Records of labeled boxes
□ □ □ □

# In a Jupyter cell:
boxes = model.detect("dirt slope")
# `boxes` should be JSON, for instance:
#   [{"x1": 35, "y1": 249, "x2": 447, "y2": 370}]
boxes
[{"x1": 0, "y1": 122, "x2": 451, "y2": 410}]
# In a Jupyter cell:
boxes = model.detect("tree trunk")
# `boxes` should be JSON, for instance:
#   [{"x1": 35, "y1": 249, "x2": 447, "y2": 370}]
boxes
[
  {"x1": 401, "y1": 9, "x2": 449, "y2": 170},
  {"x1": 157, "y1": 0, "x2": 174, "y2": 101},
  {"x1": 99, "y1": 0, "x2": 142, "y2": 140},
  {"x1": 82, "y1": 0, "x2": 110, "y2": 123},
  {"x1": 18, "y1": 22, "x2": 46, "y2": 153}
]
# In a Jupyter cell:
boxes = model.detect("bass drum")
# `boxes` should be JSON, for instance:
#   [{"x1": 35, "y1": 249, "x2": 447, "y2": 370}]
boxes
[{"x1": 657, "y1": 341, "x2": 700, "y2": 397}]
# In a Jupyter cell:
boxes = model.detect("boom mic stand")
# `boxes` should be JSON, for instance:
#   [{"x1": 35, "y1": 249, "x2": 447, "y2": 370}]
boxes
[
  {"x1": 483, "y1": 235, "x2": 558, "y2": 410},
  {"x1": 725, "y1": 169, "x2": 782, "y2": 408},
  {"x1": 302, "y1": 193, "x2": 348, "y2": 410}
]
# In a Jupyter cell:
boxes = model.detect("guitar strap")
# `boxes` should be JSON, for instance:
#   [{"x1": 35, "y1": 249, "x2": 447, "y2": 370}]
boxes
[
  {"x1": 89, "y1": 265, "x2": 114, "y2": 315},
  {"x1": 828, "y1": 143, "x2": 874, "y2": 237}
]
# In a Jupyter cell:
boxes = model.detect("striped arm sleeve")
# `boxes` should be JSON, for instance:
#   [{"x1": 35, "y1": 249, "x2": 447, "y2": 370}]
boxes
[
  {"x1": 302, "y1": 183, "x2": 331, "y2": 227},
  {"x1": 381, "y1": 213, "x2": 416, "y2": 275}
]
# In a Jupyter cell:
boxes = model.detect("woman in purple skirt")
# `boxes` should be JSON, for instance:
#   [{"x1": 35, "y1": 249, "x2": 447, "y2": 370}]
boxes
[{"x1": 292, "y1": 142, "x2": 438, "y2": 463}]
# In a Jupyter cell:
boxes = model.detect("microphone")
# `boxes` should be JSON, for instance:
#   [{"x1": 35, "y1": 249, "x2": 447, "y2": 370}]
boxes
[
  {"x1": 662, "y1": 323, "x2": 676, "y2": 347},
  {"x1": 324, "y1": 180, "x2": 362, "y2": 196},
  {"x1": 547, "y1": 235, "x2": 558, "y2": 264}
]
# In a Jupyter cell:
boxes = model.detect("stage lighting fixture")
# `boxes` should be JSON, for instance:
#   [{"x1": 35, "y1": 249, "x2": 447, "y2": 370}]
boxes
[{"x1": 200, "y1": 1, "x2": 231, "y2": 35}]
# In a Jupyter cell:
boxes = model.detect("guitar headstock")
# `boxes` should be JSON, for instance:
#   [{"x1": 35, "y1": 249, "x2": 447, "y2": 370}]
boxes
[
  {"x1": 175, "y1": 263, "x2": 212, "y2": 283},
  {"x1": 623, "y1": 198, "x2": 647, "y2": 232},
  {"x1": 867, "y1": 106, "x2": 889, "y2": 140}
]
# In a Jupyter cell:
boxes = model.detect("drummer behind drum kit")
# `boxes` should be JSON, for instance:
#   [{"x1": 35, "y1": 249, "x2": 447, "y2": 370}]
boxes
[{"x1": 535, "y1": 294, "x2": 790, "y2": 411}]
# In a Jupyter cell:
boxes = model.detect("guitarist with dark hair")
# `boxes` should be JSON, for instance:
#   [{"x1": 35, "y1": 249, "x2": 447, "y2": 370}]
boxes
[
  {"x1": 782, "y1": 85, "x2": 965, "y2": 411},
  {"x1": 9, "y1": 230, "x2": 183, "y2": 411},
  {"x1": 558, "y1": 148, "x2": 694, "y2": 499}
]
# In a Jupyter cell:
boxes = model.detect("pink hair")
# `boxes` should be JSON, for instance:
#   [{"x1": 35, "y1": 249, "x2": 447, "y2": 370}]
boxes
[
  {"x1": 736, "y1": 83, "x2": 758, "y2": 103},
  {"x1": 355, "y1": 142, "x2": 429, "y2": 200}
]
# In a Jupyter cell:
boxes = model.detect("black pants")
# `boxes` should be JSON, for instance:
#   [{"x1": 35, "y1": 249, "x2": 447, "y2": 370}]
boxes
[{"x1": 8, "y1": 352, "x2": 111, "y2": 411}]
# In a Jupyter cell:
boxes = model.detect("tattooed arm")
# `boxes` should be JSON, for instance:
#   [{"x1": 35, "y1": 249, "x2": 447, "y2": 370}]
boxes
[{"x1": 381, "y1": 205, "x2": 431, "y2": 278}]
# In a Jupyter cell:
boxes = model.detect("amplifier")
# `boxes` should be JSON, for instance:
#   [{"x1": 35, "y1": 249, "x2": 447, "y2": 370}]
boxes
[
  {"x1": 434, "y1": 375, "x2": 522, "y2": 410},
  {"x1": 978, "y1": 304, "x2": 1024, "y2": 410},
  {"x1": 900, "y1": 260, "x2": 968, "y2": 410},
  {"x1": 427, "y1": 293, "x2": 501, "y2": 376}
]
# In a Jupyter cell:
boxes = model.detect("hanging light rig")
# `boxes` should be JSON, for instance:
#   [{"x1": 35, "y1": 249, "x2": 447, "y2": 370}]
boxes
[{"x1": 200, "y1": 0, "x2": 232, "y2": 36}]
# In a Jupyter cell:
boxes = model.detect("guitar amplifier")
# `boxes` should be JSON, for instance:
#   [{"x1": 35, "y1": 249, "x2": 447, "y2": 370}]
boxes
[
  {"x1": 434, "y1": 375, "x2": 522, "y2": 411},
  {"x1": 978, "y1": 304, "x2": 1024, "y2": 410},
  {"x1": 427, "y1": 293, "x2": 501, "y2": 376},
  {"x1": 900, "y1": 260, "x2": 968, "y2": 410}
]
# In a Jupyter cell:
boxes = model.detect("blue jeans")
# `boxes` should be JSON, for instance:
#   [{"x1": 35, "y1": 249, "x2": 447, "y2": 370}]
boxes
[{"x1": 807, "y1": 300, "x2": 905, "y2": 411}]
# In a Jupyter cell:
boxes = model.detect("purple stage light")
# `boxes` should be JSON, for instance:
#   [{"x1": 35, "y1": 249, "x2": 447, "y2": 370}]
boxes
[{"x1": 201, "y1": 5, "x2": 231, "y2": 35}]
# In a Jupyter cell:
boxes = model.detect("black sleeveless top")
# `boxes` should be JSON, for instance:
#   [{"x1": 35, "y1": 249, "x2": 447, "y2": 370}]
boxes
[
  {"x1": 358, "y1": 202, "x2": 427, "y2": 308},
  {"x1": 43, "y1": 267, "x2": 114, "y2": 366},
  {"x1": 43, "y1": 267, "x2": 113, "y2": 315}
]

□ □ □ □

- _Work to do_: Collect every line of the items above that contains the string "hair". Case counts.

- _Task response_:
boxes = model.detect("guitarist with dark hair")
boxes = model.detect("pink hair")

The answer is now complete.